- [WHAT THE TASK REQUIRES] Return the lines below in which the string "grasshopper" occurs.

- [THE DATA]
++++++++++
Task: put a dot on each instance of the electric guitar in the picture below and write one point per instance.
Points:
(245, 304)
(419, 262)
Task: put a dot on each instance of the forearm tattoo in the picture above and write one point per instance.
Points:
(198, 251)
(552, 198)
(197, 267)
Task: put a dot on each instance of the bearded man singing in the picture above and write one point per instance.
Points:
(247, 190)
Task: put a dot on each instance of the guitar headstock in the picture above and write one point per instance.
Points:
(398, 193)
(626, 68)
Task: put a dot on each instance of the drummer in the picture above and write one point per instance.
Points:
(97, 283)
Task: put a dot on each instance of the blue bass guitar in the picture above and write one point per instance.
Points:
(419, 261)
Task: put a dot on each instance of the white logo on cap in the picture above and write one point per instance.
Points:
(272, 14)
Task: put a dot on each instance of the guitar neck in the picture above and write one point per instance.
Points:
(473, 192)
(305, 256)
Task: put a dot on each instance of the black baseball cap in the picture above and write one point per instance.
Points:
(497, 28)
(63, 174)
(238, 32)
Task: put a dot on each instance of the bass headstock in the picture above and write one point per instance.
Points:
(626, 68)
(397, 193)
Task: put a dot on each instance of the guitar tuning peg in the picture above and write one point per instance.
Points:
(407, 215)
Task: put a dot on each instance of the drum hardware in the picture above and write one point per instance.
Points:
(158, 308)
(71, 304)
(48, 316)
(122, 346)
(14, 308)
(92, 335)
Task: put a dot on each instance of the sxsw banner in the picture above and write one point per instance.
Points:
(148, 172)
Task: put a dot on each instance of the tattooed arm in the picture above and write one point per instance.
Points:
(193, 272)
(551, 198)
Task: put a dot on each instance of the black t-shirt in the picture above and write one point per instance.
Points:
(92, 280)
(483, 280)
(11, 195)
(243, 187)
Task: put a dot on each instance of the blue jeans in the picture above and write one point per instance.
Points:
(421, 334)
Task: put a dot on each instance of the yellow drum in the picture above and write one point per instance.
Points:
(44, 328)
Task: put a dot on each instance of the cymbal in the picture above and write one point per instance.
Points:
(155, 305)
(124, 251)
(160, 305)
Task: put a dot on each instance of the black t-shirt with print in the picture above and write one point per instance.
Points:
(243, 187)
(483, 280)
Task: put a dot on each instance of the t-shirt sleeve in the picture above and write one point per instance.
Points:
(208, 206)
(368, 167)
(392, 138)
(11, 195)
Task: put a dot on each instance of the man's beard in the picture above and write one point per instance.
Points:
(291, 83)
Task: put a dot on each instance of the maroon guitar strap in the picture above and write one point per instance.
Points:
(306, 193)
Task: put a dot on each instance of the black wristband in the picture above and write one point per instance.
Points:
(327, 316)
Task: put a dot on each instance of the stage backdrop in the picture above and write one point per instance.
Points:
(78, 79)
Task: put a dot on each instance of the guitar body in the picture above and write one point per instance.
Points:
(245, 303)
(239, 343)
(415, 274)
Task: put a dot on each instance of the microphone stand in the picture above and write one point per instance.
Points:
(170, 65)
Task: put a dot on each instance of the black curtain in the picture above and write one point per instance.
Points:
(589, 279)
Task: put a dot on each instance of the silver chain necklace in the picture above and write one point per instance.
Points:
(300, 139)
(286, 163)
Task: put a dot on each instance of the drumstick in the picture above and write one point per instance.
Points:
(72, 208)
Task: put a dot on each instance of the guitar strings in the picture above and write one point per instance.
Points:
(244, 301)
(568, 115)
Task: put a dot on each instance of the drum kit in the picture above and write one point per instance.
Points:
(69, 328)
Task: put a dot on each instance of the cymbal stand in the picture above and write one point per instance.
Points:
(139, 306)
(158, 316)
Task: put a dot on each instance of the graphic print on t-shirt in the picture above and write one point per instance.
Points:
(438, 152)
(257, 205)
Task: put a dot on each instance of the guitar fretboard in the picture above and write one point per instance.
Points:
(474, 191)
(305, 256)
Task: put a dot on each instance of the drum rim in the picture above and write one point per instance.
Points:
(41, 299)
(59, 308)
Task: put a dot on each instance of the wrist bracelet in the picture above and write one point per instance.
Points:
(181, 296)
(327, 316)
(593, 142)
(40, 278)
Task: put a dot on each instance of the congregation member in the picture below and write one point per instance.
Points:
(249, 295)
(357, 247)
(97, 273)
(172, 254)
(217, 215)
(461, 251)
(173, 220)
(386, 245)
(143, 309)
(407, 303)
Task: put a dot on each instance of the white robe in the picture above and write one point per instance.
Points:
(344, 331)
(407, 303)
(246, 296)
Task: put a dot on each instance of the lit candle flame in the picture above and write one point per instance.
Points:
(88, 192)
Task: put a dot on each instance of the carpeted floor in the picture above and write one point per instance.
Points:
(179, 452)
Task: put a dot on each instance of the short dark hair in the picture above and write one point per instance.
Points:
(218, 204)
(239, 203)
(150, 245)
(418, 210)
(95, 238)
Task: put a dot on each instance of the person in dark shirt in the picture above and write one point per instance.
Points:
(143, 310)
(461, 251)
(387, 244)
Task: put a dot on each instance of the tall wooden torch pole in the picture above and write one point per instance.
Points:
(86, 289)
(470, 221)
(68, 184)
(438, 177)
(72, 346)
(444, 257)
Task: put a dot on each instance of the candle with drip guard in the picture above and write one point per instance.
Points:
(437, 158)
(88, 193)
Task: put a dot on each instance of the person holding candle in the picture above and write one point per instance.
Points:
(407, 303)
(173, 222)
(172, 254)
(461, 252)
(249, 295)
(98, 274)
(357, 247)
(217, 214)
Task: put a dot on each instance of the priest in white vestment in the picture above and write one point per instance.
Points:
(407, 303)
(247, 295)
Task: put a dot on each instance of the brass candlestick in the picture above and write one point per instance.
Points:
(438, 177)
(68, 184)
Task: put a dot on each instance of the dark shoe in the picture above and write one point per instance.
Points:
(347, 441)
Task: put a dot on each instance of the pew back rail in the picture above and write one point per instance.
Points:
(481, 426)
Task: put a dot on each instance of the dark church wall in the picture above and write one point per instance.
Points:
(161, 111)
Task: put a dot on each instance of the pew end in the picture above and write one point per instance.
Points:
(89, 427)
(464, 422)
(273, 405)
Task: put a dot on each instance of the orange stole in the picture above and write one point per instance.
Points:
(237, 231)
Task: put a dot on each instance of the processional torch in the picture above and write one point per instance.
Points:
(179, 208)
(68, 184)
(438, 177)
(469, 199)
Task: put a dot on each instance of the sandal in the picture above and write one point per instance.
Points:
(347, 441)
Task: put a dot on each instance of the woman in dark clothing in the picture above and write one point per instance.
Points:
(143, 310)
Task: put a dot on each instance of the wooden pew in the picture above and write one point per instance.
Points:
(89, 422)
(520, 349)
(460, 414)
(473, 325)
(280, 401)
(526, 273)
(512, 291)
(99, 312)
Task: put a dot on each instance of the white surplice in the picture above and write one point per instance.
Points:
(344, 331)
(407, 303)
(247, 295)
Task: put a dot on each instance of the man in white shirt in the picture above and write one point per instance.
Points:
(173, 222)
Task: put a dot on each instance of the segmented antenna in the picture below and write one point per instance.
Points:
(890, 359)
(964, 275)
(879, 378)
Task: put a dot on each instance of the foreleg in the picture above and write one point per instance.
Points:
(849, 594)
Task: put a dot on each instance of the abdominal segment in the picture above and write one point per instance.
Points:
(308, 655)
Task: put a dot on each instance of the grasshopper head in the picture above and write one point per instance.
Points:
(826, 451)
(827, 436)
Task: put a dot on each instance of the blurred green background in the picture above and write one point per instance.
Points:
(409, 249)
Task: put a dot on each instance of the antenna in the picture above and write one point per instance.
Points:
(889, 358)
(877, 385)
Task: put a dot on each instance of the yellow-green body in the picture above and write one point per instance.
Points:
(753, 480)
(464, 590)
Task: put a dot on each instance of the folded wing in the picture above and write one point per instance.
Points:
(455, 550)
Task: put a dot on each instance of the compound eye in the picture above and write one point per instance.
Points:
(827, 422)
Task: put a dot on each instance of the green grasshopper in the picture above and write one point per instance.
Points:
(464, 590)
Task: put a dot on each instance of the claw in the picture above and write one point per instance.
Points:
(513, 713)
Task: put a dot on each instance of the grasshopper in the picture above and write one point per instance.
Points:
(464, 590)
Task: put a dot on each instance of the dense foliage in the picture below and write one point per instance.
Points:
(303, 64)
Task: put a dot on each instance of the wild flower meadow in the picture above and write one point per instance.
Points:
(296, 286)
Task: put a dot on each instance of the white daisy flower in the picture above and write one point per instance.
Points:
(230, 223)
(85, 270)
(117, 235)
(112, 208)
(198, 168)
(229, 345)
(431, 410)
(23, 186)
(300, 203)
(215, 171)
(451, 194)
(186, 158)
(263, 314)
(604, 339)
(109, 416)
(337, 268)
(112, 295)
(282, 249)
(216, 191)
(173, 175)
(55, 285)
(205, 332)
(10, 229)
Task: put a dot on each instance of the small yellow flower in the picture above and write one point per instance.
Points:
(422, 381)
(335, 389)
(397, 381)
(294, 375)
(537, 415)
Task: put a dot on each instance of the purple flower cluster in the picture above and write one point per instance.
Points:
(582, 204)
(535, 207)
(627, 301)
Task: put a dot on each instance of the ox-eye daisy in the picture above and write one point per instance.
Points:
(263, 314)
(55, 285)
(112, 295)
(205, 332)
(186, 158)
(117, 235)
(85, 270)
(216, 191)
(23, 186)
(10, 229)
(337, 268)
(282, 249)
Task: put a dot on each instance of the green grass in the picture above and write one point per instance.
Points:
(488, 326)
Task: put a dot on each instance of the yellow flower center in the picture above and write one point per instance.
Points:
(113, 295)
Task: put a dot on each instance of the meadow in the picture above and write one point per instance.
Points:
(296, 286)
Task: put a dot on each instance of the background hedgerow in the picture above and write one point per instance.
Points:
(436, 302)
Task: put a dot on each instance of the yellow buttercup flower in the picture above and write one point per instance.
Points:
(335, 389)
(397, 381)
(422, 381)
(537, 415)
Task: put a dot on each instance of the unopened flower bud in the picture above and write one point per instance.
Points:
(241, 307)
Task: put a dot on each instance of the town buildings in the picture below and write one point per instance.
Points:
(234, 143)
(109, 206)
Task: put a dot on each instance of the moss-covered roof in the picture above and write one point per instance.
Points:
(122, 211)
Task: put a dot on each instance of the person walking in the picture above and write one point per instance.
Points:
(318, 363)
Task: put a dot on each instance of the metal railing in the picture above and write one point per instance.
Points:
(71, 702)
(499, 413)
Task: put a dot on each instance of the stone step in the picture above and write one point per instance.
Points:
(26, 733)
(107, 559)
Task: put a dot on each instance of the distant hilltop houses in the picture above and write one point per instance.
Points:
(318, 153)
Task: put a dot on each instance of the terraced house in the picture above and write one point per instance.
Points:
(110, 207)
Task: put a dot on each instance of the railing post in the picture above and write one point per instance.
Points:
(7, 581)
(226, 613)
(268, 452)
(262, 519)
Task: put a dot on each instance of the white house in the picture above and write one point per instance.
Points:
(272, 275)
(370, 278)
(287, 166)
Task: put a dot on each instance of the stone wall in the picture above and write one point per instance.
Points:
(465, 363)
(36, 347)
++++++++++
- [SOLUTION FOR THIS EXERCISE]
Task: put a dot on each instance of the grasshopper head in the picture above and write one point per instance.
Task: put a dot on each instance of the green grasshopper in the picture above and write one point per instance.
Task: put a dot on each instance of the grasshopper in the picture above and write one point per instance.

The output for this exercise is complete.